YOUR OBJECTIVE
Reproduce verbatim the stretch of the material from the line containing "Expected: one dot placed on each instance of the sea" through the end of the material, both ends included. Leave the pictures out of your answer.
— Start TASK INPUTS —
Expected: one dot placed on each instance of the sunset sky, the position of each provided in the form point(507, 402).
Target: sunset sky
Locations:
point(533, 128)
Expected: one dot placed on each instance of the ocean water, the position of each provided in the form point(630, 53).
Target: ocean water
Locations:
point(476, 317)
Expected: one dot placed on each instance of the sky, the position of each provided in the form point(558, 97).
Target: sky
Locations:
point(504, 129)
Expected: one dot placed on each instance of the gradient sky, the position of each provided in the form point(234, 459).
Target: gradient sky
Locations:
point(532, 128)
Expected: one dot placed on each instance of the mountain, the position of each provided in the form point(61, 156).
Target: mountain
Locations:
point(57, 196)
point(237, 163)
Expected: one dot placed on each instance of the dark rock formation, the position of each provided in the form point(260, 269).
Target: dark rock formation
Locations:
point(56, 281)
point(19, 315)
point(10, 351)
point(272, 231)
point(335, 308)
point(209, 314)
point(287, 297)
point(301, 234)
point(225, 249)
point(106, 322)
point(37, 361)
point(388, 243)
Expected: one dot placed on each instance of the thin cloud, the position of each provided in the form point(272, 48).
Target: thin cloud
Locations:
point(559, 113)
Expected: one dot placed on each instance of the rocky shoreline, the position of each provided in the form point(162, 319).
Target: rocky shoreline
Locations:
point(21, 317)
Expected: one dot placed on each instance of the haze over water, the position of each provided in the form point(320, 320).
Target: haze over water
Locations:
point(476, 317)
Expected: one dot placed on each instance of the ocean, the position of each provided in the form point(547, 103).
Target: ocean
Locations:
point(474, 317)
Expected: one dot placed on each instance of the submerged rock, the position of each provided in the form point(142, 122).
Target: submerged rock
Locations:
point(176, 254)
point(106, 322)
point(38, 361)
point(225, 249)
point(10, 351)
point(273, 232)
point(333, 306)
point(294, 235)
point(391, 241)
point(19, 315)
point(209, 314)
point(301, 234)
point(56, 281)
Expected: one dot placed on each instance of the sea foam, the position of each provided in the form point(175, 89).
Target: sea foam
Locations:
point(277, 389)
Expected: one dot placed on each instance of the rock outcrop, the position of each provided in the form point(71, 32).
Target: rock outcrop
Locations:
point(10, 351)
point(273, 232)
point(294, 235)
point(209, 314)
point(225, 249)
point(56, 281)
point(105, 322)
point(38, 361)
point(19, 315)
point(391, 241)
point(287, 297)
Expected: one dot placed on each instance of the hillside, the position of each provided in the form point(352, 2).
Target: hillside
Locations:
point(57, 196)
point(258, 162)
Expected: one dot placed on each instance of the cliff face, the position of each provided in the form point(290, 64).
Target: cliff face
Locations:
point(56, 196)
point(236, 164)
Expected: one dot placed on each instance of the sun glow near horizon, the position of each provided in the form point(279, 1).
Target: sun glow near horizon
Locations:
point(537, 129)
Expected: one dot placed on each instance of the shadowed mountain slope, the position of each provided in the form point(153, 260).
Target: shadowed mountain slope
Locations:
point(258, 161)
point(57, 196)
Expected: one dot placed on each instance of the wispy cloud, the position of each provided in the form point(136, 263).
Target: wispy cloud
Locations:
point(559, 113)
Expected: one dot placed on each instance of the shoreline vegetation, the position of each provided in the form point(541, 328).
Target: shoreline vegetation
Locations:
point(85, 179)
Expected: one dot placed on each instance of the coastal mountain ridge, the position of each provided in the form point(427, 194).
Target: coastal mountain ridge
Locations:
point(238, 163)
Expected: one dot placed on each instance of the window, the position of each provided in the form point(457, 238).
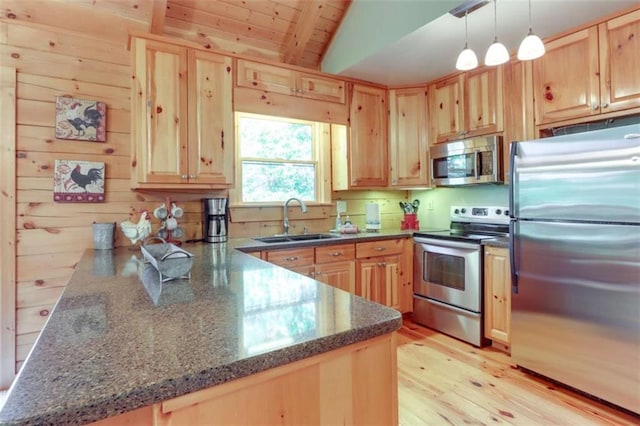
— End TASK INPUTS —
OUTPUT OF THE EXERCISE
Expected: one dot placed on each instance of the sea foam, the position of each provided in the form point(175, 89).
Target: sea foam
Locations:
point(277, 389)
Expected: one dot placed on each instance of the rock outcrop, the position of each provided in the form point(71, 32).
Target: rock outcrop
Locations:
point(10, 351)
point(273, 232)
point(294, 235)
point(209, 314)
point(225, 249)
point(56, 281)
point(105, 322)
point(38, 361)
point(19, 315)
point(391, 241)
point(287, 297)
Expected: one dot placed on each instance of the hillside, the position of each provided in the form point(352, 2).
Target: hillside
Locations:
point(57, 196)
point(258, 162)
Expected: one dot placed on each instance of the cliff face, the position of each provided in the form point(290, 64).
Target: cliff face
Locations:
point(56, 196)
point(236, 164)
Expected: one dot placed on each instance of the sun glow near horizon, the position of each provided in the form point(279, 1).
Target: sun glow near horizon
Locations:
point(537, 129)
Expected: one dot placed on each instance of the shadowed mountain slope, the position of each provided in the form point(153, 260).
Target: shadowed mountain slope
Locations:
point(258, 161)
point(57, 196)
Expected: one dot placed on each instance of the wispy cloud, the position of each provided in the form point(136, 263).
Target: wispy cloud
Locations:
point(559, 113)
Expected: one dot placed on each instance of the shoreline vegetation, the position of each provided in the form point(541, 328).
Target: shoreline vegetation
Locations:
point(85, 179)
Expected: one dot placed on each instance of the coastal mountain ridge, the position of each provided in the form point(427, 194).
Target: coastal mountain ridge
Locations:
point(238, 163)
Expected: one dot placed on each instance of the window, the position of each provided in the form point(457, 238).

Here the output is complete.